**WRITTEN EXERCISE**: In the records below, find the line containing "Mark the dark water"; give it again exactly, along with every line that follows, and nothing else.

═════ TASK MATERIAL

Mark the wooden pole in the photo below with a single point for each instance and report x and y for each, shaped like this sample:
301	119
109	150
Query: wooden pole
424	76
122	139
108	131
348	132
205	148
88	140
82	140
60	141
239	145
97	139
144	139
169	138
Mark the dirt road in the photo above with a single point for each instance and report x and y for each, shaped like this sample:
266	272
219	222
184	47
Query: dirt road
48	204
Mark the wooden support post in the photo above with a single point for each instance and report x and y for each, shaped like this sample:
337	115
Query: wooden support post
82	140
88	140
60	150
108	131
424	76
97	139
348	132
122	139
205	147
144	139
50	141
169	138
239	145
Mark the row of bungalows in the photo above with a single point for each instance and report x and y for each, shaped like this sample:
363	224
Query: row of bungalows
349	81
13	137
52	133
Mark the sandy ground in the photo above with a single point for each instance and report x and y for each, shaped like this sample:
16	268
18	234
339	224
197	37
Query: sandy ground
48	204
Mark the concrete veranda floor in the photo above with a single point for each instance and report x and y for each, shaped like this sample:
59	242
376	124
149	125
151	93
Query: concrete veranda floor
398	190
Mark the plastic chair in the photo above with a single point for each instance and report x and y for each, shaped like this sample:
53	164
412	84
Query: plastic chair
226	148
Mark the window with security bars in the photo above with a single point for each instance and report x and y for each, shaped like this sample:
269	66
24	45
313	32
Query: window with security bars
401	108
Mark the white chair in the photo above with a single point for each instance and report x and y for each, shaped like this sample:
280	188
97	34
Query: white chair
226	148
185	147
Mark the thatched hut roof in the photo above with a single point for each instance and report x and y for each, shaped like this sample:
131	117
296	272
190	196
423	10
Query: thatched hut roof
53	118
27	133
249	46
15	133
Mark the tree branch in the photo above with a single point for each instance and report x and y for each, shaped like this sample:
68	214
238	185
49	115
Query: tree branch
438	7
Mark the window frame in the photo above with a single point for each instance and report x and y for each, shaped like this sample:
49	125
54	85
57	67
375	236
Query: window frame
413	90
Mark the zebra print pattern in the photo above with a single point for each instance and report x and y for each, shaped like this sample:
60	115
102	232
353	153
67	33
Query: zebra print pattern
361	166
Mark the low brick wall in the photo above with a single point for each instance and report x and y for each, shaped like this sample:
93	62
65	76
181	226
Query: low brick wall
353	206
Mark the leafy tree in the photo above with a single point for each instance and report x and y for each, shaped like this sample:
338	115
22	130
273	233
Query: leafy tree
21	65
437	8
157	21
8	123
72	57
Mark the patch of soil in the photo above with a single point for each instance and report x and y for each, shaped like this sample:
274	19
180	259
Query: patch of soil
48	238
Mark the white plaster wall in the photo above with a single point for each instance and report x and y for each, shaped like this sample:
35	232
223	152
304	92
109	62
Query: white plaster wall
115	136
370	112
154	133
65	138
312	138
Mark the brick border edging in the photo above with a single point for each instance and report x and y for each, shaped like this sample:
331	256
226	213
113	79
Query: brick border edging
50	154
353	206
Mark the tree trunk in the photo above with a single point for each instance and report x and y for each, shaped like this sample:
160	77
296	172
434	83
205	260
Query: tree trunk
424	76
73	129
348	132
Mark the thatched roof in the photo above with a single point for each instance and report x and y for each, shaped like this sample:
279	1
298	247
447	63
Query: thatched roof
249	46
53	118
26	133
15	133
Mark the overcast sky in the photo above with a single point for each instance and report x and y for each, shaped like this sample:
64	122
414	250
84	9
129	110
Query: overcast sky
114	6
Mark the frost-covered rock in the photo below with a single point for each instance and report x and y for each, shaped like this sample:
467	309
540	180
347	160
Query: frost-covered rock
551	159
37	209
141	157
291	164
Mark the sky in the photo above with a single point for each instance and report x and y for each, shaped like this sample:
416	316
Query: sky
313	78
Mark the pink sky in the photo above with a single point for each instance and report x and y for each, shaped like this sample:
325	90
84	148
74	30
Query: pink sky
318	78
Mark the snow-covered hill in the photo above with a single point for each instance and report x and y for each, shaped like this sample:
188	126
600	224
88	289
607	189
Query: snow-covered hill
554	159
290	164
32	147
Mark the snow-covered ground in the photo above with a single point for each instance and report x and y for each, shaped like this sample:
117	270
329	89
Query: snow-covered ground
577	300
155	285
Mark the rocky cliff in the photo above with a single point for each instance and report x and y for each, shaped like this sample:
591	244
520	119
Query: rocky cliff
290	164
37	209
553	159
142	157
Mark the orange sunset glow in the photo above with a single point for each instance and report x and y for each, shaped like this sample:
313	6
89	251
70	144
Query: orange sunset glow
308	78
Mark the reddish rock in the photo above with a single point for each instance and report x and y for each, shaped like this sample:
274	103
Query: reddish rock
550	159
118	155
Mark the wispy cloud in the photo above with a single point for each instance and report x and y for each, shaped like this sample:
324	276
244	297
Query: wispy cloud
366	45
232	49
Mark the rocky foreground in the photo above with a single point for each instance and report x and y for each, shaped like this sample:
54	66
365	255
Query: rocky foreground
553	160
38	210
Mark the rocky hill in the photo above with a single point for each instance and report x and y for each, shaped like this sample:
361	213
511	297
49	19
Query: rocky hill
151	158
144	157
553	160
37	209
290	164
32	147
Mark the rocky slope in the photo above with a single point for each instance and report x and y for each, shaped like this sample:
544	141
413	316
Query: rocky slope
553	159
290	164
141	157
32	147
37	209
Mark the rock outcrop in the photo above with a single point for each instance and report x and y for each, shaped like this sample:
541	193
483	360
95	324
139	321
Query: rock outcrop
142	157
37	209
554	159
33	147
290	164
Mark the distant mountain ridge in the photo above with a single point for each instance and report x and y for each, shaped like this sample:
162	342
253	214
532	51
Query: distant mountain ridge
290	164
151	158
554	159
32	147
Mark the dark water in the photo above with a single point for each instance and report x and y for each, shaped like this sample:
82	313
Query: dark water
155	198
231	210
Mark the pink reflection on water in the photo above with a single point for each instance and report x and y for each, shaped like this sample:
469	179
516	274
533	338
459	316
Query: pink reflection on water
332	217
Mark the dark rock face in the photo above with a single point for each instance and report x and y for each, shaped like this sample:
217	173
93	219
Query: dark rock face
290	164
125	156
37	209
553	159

══════════

**SOLUTION FOR THIS PROBLEM**:
Mark the dark water in the photo above with a single point for each instance and report x and y for each, shaped like this sample:
82	313
Query: dark water
155	198
231	210
Mark the pink reflection on water in the photo above with a single point for each instance and report x and y for each, shaped like this sample:
469	179
516	274
533	338
459	316
Query: pink reflection on water
332	217
Mark the dark rock face in the photo above with a single point for each instance and report x and y for each, shaped like this sample:
217	173
93	219
Query: dark rock face
290	164
125	156
37	209
553	159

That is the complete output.